WHAT IS NEEDED:
Which lines to output? The line containing "of the cluster" and every line after it in the data below, each copied exactly.

Stored data entries:
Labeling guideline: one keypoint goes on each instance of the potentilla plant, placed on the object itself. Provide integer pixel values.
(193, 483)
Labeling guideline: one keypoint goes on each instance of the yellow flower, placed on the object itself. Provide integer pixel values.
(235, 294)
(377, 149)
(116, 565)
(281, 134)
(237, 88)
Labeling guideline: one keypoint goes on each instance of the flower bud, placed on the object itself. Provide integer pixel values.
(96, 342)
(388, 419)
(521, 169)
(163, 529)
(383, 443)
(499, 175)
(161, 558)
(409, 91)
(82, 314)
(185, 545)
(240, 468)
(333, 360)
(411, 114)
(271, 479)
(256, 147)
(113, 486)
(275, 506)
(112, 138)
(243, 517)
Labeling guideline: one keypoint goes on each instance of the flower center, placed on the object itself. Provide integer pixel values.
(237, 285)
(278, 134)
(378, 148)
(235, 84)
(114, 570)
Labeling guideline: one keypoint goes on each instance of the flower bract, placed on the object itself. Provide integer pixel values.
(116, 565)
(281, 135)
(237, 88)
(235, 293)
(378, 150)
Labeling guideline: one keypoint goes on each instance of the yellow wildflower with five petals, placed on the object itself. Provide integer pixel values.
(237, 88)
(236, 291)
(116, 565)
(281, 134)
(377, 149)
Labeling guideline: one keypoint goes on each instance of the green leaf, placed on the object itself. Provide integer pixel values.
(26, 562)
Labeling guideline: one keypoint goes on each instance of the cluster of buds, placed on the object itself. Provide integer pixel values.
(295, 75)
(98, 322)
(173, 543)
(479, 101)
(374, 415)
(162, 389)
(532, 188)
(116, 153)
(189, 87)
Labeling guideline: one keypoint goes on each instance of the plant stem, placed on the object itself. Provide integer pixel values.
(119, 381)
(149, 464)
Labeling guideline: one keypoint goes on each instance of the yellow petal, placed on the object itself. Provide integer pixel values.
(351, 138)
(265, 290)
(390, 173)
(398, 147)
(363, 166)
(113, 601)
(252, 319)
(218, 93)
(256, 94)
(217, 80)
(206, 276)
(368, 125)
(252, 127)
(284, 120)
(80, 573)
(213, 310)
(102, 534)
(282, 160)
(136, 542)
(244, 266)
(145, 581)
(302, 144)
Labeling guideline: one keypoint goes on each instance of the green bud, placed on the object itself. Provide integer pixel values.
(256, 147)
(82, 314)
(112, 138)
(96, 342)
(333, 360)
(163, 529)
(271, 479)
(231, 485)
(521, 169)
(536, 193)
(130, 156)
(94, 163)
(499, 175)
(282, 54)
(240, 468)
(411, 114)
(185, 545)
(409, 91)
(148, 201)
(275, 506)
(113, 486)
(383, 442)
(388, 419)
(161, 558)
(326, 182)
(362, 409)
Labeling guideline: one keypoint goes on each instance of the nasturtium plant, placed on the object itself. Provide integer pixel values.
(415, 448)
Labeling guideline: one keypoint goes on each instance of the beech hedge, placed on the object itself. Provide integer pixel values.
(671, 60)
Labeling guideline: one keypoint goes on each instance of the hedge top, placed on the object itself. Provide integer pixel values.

ANSWER BOX:
Labeling guideline: one keypoint goes on each instance of the cluster of buds, placed on the object itself. Provide integer pixel values.
(295, 75)
(98, 322)
(173, 543)
(479, 101)
(374, 415)
(162, 389)
(532, 188)
(116, 153)
(189, 87)
Labeling guideline: one keypoint goes on each instance of the plant stem, placed on the object itself. Provide integer pixel values.
(119, 381)
(149, 464)
Labeling guideline: one keypoint goes on each instance of the yellow petal, placed on the object itself. Provide integer pixel values.
(351, 138)
(265, 290)
(390, 173)
(398, 147)
(363, 166)
(113, 601)
(252, 319)
(218, 93)
(256, 94)
(217, 80)
(206, 276)
(368, 125)
(252, 127)
(284, 120)
(80, 573)
(213, 310)
(102, 534)
(282, 160)
(136, 542)
(244, 266)
(145, 581)
(302, 144)
Labeling guideline: one keypoint goes on each instance of the green bud, placed on the object itself. Provide integer pixel values.
(256, 147)
(82, 314)
(112, 138)
(96, 342)
(333, 360)
(163, 529)
(271, 479)
(231, 485)
(521, 169)
(536, 193)
(130, 156)
(94, 163)
(499, 175)
(282, 54)
(240, 468)
(411, 114)
(185, 545)
(409, 91)
(148, 201)
(275, 506)
(113, 486)
(383, 442)
(388, 419)
(161, 558)
(326, 182)
(362, 409)
Labeling guideline: one keypoint goes on each instance of the nasturtium plant, placed on the object itself. Provide integer pixel values.
(415, 448)
Labeling guideline: one keypoint goes on each instance of the beech hedge, placed on the object itself. Provide integer pixel values.
(671, 60)
Labeling guideline: one keypoint goes on each instance of the hedge top, placed on the object itself. Provide integer pixel values.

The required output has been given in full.